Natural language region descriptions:
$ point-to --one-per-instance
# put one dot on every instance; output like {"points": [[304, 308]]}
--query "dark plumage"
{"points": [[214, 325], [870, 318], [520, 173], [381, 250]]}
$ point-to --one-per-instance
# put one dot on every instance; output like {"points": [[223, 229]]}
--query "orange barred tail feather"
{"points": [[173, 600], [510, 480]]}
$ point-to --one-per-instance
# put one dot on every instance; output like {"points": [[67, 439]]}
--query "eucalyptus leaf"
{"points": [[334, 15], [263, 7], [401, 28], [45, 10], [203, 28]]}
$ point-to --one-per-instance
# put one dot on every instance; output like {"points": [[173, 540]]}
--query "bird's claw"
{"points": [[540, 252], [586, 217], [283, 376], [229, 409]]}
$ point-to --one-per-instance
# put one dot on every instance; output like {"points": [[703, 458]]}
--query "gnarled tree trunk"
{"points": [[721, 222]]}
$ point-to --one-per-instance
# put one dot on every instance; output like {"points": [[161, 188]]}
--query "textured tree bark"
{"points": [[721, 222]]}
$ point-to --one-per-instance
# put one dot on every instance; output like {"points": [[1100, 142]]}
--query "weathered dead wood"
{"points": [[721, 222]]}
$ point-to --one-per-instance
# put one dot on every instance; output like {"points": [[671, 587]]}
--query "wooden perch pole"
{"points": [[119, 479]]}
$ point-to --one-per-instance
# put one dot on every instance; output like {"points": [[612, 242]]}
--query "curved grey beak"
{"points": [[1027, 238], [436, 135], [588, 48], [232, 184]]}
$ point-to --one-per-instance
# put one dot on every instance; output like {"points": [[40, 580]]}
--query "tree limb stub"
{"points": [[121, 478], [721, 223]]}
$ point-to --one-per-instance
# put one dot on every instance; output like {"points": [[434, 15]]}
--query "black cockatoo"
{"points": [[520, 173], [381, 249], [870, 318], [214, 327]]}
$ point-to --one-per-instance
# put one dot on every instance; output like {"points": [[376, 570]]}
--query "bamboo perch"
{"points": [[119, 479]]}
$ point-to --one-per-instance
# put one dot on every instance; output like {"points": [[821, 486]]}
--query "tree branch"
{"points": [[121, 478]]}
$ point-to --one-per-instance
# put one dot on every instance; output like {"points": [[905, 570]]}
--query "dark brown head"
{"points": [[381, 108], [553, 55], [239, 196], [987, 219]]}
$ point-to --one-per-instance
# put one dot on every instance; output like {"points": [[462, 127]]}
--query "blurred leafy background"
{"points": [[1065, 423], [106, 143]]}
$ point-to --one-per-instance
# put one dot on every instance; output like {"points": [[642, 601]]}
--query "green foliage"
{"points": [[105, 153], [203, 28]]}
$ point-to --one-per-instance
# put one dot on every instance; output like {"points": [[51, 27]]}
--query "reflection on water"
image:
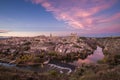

About this task: Each entry above should be printed exactly, and any picture in it left out.

Solution to this problem:
$ point-to --one-per-instance
# put one dot on every instance; output like {"points": [[304, 308]]}
--query "dark plumage"
{"points": [[214, 325], [870, 318], [520, 173], [381, 250]]}
$ point-to --one-per-instance
# put one dot on every instance; output like {"points": [[223, 229]]}
--query "orange barred tail feather"
{"points": [[173, 600], [510, 480]]}
$ point-to --one-per-instance
# put one dot on every instance; output like {"points": [[67, 439]]}
--query "eucalyptus leaf"
{"points": [[334, 15], [263, 7], [401, 28], [45, 10], [203, 28]]}
$ point-to --one-per-instance
# put one dot on every instance; output like {"points": [[173, 540]]}
--query "bird's claw"
{"points": [[540, 252], [586, 217], [283, 376], [229, 409]]}
$ point-to --one-per-instance
# put one dot on every instance; output like {"points": [[703, 458]]}
--query "gnarled tree trunk"
{"points": [[721, 222]]}
$ point-to --one-per-instance
# put one dot on every instance; output like {"points": [[161, 188]]}
--query "textured tree bark"
{"points": [[721, 222]]}
$ point-to --one-per-instance
# put one dot on every instance; output like {"points": [[1100, 142]]}
--query "weathered dead wood"
{"points": [[721, 222]]}
$ point-to --one-per-instance
# put one dot on every instance; output like {"points": [[671, 587]]}
--query "wooden perch pole"
{"points": [[119, 479]]}
$ point-to --one-per-instance
# put one dot on every instance; output like {"points": [[612, 242]]}
--query "curved grey beak"
{"points": [[1027, 238], [436, 135], [588, 48], [232, 184]]}
$ point-to --one-per-instance
# put one dot on every instance; output like {"points": [[40, 580]]}
--query "tree limb stub"
{"points": [[121, 478], [721, 223]]}
$ point-to --one-per-instance
# put one dot on every instance; output like {"points": [[434, 15]]}
--query "black cockatoo"
{"points": [[520, 173], [381, 249], [870, 318], [214, 327]]}
$ point-to --one-per-instance
# put one dot on every instance; output like {"points": [[376, 570]]}
--query "bamboo perch"
{"points": [[119, 479]]}
$ point-to --one-per-instance
# put one dot on every instance; output like {"points": [[821, 486]]}
--query "tree branch"
{"points": [[121, 478]]}
$ point-to --one-per-instance
# put one dot on every instance; output like {"points": [[905, 570]]}
--query "dark brown head"
{"points": [[381, 108], [553, 55], [239, 196], [987, 219]]}
$ point-to --one-per-instance
# put one dot on every instance; output like {"points": [[462, 127]]}
--query "blurred leafy background"
{"points": [[1065, 423], [106, 143]]}
$ point-to --one-per-instance
# put one dot on every instance; output like {"points": [[642, 601]]}
--query "green foliage"
{"points": [[105, 153], [203, 28]]}
$ point-to --one-per-instance
# put one dot on every instance; output like {"points": [[51, 27]]}
--query "reflection on water"
image:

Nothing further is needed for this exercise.